Vorliegender Text |
☆ ☆ ☆ ☆
Gerald Hörhan: Sie haben als Investor keine Kontrolle darüber, was mit ihrem Geld passiert. Wie kann ich sicher sein, dass der Unternehmer mit meinem Geld macht, was er sagt? Das halte ich aus Sicht des Investors für höchst bedenklich. Eigentlich irrsinnig.

GK: Dabei wirken doch die Projekte und ihre Darstellungen auf den Crowdfunding-Plattformen sehr transparent…

GH.: Nein, da ist nichts transparent. Es ist nur cool. Es fehlen die detailierten Due Diligence Unterlagen, die dem Investor die Chance geben, das Unternehmen zu bewerten.

GK: Das klingt ähnlich wie der Aktienboom für Kleinanleger vor einigen Jahren…

GH.: Ja auch da wurde viel Geld gestohlen, gab es viele Skandale. Windparks, Filmfonds, Immobilienfonds… Es gibt viele Beispiele, wo Menschen ihr Geld verbraten haben. Aber das ist ja der Punkt: das Crowdinvesting hört sich cool an, sicher und transparent ist es nicht. Und cool hat wenig mit Geld verdienen zu tun.

GK: Was stört Sie noch?
☆ ☆ ☆ ☆
Daten |

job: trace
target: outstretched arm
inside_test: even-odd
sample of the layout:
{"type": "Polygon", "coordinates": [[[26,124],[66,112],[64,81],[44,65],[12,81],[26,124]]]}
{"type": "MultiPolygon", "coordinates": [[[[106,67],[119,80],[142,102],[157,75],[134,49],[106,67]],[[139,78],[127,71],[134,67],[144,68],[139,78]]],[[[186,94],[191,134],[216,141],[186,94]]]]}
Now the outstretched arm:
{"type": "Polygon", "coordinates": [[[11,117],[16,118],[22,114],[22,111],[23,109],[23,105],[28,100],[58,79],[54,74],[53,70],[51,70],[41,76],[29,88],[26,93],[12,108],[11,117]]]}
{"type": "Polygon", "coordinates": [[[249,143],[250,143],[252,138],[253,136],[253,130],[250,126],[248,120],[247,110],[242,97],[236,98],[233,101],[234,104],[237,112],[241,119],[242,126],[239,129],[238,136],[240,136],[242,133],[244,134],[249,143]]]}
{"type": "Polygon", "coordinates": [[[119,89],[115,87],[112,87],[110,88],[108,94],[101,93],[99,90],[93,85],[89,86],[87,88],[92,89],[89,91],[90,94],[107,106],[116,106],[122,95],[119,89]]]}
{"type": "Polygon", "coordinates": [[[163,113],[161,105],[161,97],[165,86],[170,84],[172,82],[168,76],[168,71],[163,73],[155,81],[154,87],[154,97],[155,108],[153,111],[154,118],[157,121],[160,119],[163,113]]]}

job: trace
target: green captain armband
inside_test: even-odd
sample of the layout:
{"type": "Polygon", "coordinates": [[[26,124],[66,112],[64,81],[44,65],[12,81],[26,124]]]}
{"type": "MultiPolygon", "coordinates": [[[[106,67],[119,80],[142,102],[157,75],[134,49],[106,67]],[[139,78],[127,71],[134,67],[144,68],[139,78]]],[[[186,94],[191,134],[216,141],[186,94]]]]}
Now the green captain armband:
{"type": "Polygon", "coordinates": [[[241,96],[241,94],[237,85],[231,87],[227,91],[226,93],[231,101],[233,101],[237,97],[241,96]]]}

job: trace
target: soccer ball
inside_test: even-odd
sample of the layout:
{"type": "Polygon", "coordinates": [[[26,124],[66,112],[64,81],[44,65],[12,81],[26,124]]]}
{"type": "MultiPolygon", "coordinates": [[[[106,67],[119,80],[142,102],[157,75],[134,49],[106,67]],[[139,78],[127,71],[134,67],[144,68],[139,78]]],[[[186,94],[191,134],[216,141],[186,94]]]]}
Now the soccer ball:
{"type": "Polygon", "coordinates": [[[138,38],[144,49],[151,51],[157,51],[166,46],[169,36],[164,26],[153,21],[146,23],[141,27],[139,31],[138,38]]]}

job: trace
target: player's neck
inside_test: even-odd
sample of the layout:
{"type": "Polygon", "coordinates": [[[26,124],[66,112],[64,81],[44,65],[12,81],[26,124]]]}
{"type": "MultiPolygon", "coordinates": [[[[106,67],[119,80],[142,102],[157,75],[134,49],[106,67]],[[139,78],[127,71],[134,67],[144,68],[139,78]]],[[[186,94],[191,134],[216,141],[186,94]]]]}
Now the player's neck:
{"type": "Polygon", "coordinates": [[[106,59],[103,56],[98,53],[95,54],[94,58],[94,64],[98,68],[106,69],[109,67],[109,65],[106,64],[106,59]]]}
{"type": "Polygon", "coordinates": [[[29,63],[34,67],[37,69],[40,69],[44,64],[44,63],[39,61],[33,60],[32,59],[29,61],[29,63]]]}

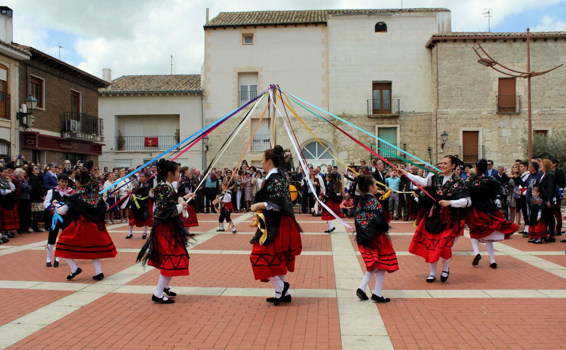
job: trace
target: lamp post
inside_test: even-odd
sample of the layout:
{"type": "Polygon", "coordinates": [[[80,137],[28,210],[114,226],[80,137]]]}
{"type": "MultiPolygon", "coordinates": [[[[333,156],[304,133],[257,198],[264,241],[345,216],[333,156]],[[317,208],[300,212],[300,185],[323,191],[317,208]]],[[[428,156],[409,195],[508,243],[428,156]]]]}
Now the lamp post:
{"type": "Polygon", "coordinates": [[[482,48],[482,45],[481,45],[479,43],[478,44],[478,47],[477,48],[473,48],[472,49],[474,50],[474,52],[475,53],[475,54],[478,55],[478,57],[479,57],[479,59],[478,60],[478,63],[480,63],[481,65],[483,65],[485,66],[486,67],[489,67],[490,68],[491,68],[492,69],[496,70],[497,71],[499,72],[500,73],[502,73],[503,74],[505,74],[505,75],[509,75],[511,76],[514,76],[516,78],[526,78],[527,79],[527,109],[528,109],[528,117],[527,117],[527,118],[528,118],[528,119],[527,119],[528,120],[528,121],[527,121],[527,125],[528,125],[527,128],[528,128],[528,133],[527,133],[528,134],[528,149],[529,149],[529,159],[531,159],[533,158],[533,125],[532,125],[532,121],[531,121],[531,112],[532,112],[532,109],[531,109],[531,84],[530,84],[530,79],[533,76],[537,76],[538,75],[542,75],[543,74],[544,74],[545,73],[548,73],[548,72],[550,72],[551,71],[552,71],[552,70],[554,70],[555,69],[556,69],[558,68],[559,67],[560,67],[561,66],[563,65],[560,65],[559,66],[556,66],[554,68],[552,68],[551,69],[548,69],[547,70],[545,70],[545,71],[540,71],[540,72],[533,72],[533,71],[531,71],[531,69],[530,69],[530,29],[528,28],[527,28],[527,34],[526,34],[526,41],[527,41],[527,71],[526,71],[526,72],[522,72],[522,71],[520,71],[515,70],[514,69],[511,69],[511,68],[508,68],[508,67],[505,67],[505,66],[504,66],[503,65],[501,65],[499,62],[498,62],[496,61],[495,61],[495,59],[494,59],[491,57],[491,56],[490,56],[487,52],[486,52],[486,50],[483,49],[483,48],[482,48]],[[482,52],[486,56],[487,56],[487,58],[484,58],[482,57],[481,55],[480,55],[479,53],[478,53],[478,49],[481,50],[482,52]],[[500,68],[496,68],[495,67],[496,66],[499,66],[500,67],[500,68]],[[509,72],[503,71],[502,70],[500,70],[501,69],[503,69],[507,70],[508,70],[508,71],[509,71],[510,72],[512,72],[509,73],[509,72]],[[513,74],[513,73],[514,73],[514,74],[513,74]]]}

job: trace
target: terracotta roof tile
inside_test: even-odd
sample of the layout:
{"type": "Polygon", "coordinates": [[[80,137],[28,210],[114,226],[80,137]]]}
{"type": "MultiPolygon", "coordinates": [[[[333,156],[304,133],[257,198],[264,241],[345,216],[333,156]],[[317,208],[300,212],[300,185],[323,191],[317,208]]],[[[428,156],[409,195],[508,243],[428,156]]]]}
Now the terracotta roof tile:
{"type": "Polygon", "coordinates": [[[108,88],[98,89],[100,93],[200,91],[200,74],[124,75],[112,80],[108,88]]]}

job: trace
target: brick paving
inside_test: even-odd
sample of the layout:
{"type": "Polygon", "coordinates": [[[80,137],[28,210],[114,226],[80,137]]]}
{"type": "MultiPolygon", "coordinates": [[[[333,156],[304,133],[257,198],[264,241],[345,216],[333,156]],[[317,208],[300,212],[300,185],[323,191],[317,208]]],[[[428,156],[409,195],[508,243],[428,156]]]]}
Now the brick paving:
{"type": "MultiPolygon", "coordinates": [[[[106,259],[106,278],[96,283],[92,263],[78,261],[84,272],[68,281],[64,261],[57,268],[45,266],[46,232],[18,235],[0,246],[0,291],[6,301],[0,313],[0,348],[520,350],[561,349],[566,342],[561,329],[565,244],[533,245],[514,236],[499,246],[499,268],[493,270],[483,245],[479,266],[471,266],[473,256],[461,255],[471,251],[469,238],[462,237],[454,247],[459,254],[453,257],[448,281],[429,284],[424,281],[427,264],[406,253],[411,234],[402,234],[414,232],[412,223],[393,221],[391,237],[400,270],[386,276],[384,294],[431,294],[392,297],[389,303],[375,304],[359,301],[355,287],[344,287],[357,285],[365,270],[355,255],[353,230],[335,221],[335,233],[320,234],[326,224],[319,217],[298,215],[308,254],[297,258],[295,272],[288,275],[297,296],[275,307],[265,297],[252,296],[269,295],[272,287],[253,278],[246,253],[254,231],[247,227],[249,214],[233,215],[239,232],[234,235],[217,234],[217,215],[198,217],[200,225],[191,228],[200,234],[189,250],[191,274],[174,278],[171,285],[174,290],[200,289],[190,294],[178,289],[176,302],[170,305],[149,301],[158,272],[135,267],[137,253],[121,251],[106,259]],[[350,254],[344,246],[333,246],[344,238],[349,240],[341,241],[348,249],[354,248],[354,264],[343,255],[350,254]],[[219,254],[222,251],[235,251],[219,254]],[[235,289],[225,294],[226,288],[235,289]],[[503,295],[468,297],[474,291],[501,291],[503,295]],[[533,293],[538,297],[530,297],[533,293]],[[500,297],[507,294],[513,297],[500,297]],[[357,317],[358,313],[363,314],[357,317]]],[[[353,226],[351,219],[346,221],[353,226]]],[[[135,238],[125,240],[127,230],[126,224],[110,227],[116,246],[140,247],[145,242],[142,229],[135,228],[135,238]]],[[[439,275],[440,271],[439,266],[439,275]]]]}

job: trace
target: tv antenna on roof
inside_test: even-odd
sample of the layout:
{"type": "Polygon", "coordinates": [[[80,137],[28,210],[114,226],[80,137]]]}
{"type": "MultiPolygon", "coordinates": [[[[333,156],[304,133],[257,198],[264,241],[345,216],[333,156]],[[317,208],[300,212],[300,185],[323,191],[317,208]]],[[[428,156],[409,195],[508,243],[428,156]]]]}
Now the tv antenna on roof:
{"type": "Polygon", "coordinates": [[[493,13],[493,10],[491,8],[484,8],[483,11],[486,11],[482,12],[484,17],[487,18],[487,31],[491,31],[491,24],[490,23],[490,19],[491,18],[491,14],[493,13]]]}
☆ ☆ ☆ ☆
Erforderliche Schritte |
1) Welche drei Bereiche zählt Gerald Hörhan im Interview bei den Skandalen auf?
2) Gib den Abschnitt des Interviews von „Gerald Hörhan: Sie“ bis „Unternehmen zu bewerten.“ wieder und tausche darin „Crowdfunding-Plattformen“ gegen „Investmentportalen“ aus.

Antworten nach Nummer |
1) Windparks, Filmfonds und Immobilienfonds.

2)
Gerald Hörhan: Sie haben als Investor keine Kontrolle darüber, was mit ihrem Geld passiert. Wie kann ich sicher sein, dass der Unternehmer mit meinem Geld macht, was er sagt? Das halte ich aus Sicht des Investors für höchst bedenklich. Eigentlich irrsinnig.

GK: Dabei wirken doch die Projekte und ihre Darstellungen auf den Investmentportalen sehr transparent…

GH.: Nein, da ist nichts transparent. Es ist nur cool. Es fehlen die detailierten Due Diligence Unterlagen, die dem Investor die Chance geben, das Unternehmen zu bewerten.